Task item: From the line containing "written like (123,159)." down to the final line of the entries below, restate each line word for word and add nothing.

:::

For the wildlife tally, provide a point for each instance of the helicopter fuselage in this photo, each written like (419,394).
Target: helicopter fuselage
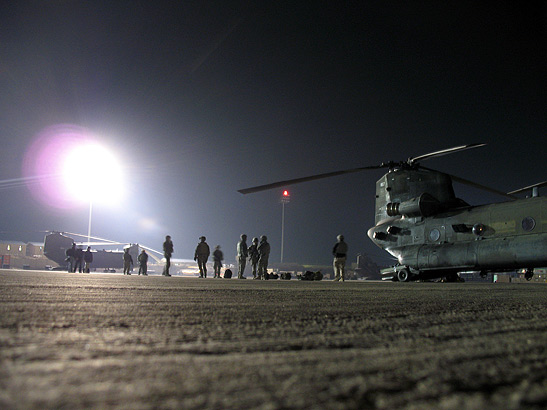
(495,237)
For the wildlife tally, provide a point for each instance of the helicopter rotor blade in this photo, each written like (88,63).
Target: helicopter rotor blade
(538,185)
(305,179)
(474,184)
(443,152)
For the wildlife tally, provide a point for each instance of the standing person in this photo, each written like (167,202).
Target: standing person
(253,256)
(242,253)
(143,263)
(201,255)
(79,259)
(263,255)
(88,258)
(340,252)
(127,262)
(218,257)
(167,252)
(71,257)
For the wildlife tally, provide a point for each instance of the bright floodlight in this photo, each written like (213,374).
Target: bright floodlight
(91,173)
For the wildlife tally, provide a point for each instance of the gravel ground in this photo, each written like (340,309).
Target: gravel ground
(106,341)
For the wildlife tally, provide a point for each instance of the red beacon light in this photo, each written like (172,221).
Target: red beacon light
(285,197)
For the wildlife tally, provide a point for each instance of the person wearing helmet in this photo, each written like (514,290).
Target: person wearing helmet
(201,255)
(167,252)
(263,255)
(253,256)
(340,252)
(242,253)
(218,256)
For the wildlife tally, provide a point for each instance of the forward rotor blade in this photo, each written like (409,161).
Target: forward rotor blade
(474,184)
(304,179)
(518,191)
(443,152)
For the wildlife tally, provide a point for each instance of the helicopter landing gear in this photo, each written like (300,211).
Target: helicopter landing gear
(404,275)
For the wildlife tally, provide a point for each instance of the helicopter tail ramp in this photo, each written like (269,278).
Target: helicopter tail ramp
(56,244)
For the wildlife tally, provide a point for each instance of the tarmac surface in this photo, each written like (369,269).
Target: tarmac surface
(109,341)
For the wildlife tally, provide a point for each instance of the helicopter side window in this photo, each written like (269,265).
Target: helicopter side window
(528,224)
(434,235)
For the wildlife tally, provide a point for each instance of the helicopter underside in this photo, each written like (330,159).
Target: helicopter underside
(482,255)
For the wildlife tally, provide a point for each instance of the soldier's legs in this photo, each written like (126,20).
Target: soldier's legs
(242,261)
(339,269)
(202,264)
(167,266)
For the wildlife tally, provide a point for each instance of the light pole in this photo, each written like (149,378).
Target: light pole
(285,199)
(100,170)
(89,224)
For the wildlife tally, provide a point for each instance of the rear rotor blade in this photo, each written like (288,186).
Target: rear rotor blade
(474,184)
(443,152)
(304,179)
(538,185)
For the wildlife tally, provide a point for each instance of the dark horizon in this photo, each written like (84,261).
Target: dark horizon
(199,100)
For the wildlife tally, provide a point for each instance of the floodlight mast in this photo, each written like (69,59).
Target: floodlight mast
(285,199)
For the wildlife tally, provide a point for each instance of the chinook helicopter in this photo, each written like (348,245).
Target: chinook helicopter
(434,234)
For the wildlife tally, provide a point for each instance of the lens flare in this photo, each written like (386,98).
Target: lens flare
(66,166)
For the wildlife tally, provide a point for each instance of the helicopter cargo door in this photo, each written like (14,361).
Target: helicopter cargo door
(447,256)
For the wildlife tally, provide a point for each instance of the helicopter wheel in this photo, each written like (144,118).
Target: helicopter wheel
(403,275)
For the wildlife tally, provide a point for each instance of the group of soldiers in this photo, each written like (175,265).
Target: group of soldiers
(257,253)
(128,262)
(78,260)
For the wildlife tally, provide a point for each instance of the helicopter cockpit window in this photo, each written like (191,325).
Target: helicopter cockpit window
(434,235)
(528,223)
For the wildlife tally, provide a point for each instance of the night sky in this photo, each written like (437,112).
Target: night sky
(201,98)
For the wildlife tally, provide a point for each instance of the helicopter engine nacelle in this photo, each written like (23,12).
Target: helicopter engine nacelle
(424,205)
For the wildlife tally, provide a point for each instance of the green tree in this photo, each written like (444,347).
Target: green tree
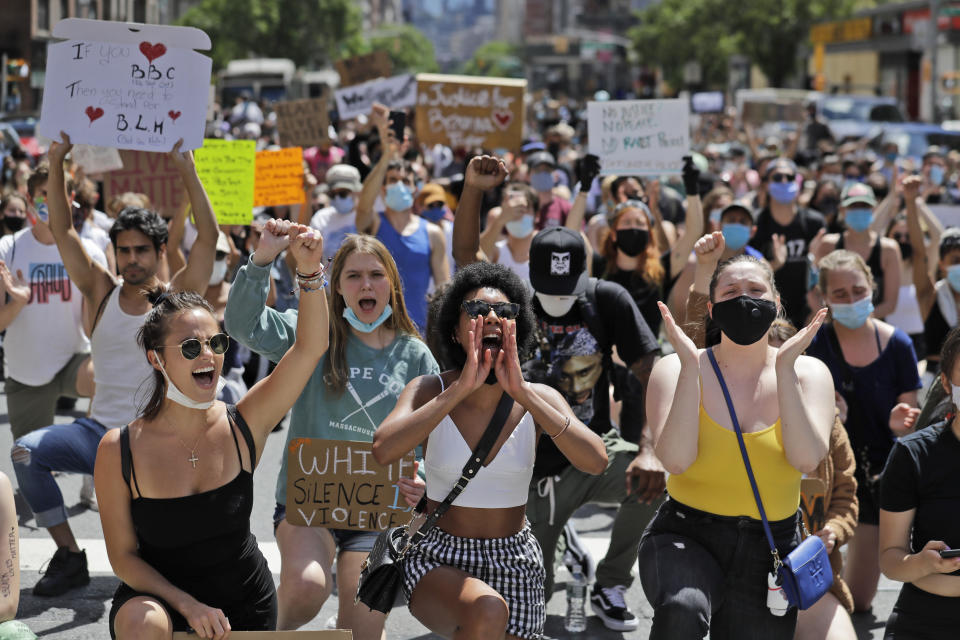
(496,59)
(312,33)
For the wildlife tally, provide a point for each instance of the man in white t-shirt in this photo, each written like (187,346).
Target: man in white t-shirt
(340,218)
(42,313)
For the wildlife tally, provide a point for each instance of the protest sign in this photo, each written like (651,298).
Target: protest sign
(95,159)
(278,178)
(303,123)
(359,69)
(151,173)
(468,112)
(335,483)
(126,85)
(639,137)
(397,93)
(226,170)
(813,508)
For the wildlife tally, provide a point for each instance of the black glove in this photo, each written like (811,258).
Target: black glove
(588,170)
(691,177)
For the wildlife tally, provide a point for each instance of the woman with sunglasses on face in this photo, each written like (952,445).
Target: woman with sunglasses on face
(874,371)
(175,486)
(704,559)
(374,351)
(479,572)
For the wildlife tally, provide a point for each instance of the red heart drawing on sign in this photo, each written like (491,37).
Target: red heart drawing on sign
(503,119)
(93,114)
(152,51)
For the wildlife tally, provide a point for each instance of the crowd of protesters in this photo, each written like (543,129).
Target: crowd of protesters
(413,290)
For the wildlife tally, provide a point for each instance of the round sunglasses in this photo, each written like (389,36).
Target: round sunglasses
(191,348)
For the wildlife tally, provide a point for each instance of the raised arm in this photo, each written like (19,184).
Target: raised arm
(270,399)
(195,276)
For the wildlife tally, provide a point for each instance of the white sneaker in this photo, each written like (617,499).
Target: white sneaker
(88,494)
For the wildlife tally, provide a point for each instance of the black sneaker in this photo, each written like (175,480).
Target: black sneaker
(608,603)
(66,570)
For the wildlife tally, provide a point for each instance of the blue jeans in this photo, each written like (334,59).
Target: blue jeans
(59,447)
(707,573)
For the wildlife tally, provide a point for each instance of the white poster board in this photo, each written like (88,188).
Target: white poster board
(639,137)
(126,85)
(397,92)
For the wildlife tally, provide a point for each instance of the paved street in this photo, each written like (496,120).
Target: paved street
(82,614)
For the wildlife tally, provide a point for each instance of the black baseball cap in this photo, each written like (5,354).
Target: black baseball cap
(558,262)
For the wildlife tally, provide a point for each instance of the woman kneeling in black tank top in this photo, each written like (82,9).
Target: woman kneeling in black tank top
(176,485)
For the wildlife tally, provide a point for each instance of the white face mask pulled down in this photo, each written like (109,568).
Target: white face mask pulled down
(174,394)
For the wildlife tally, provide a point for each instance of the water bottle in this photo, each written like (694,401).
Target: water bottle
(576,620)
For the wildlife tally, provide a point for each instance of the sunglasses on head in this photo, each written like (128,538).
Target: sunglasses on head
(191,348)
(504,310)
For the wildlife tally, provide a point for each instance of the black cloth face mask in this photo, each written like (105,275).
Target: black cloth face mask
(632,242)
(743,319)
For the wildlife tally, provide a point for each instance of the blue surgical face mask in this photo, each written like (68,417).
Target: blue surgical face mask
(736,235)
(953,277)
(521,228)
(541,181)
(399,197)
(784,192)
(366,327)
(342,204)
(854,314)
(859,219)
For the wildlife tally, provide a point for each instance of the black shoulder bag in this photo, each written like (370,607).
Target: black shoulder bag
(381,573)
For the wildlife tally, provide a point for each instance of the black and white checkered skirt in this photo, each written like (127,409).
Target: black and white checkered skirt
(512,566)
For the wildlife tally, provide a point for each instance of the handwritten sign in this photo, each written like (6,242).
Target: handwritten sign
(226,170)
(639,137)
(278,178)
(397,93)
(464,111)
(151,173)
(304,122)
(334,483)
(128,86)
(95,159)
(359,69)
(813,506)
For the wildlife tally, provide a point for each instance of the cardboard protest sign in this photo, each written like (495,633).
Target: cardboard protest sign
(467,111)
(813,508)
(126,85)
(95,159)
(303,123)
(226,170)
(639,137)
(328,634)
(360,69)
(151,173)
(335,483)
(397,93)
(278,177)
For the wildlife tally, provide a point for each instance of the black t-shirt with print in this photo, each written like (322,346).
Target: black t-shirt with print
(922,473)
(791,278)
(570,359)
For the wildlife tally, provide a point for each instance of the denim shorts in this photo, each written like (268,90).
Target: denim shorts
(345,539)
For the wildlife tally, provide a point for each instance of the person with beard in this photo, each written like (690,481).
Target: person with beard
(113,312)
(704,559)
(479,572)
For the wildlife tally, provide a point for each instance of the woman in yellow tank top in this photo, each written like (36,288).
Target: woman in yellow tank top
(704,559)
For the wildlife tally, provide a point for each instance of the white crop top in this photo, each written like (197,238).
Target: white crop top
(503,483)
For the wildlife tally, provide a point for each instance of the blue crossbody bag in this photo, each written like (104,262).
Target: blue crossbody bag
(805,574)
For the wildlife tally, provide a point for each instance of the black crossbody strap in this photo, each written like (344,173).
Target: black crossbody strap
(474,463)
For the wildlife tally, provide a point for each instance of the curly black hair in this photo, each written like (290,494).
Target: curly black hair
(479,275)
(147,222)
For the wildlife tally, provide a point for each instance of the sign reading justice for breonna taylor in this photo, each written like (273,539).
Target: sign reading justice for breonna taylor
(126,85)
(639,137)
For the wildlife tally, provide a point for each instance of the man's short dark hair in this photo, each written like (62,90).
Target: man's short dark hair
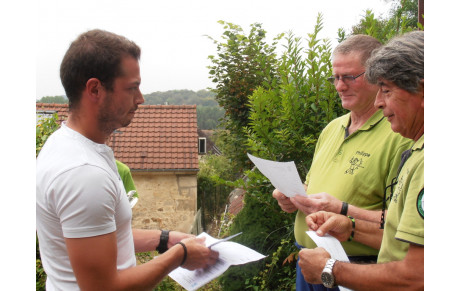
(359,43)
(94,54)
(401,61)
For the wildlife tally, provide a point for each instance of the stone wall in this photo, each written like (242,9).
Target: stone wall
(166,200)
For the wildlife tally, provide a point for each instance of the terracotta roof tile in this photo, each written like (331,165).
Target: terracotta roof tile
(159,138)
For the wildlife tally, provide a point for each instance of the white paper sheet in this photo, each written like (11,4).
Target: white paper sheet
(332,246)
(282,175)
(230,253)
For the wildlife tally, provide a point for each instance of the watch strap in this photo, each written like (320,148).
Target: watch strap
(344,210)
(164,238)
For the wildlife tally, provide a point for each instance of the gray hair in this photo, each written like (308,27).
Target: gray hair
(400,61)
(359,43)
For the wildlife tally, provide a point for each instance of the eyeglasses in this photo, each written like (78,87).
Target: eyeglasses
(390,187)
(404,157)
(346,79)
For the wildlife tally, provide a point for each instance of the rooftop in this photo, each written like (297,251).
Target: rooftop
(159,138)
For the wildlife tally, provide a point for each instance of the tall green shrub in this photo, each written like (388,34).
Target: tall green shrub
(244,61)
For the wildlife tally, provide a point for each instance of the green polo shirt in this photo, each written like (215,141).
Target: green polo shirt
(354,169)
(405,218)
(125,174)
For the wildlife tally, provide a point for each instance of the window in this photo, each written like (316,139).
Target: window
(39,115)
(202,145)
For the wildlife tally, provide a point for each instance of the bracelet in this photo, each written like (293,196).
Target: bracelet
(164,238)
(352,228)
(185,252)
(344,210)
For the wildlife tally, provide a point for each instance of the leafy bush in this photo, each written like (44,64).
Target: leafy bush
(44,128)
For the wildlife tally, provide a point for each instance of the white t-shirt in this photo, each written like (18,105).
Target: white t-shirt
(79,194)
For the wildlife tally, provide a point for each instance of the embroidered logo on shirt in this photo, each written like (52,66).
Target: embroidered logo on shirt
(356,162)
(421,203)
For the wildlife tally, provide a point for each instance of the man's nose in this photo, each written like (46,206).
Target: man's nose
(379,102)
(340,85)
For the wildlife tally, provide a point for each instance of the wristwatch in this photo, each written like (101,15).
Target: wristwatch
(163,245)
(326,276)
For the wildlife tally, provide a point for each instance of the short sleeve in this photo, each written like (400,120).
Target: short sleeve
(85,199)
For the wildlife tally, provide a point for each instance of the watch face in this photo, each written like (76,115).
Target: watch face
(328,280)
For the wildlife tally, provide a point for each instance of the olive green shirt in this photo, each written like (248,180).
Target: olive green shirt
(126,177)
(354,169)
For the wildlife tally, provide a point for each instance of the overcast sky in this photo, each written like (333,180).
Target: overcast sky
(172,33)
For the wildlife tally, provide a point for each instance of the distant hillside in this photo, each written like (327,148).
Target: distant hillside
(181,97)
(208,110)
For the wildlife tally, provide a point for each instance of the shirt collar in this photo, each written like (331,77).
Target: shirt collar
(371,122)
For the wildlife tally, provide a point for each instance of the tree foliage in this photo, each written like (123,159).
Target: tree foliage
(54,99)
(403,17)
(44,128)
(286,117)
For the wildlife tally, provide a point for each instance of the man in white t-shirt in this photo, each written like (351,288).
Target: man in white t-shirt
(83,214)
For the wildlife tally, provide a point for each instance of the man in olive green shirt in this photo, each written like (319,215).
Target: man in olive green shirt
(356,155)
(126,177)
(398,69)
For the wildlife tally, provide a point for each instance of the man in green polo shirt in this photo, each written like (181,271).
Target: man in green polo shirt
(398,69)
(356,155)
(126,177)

:::

Result:
For the wildlife tally, provide a point for each instance of the tree foliage in this photo, each written like (123,159).
Target: tree foliage
(54,99)
(403,17)
(44,128)
(286,117)
For the wildlife tally, provide a point for each instance of the man in white t-shirt in this photo, each written like (351,288).
Target: man in white t-shirt
(83,214)
For the wildlife tally, provide a point for each instance of the man in olive green shirt in this photo, each written like (319,215).
Target: man in olive green shirt
(356,155)
(126,177)
(398,69)
For the wildlife tally, provide a point for each instance of the man in green polo shirt in this photo, each written like (181,271).
Target: man in green polo shirt
(398,69)
(356,155)
(126,177)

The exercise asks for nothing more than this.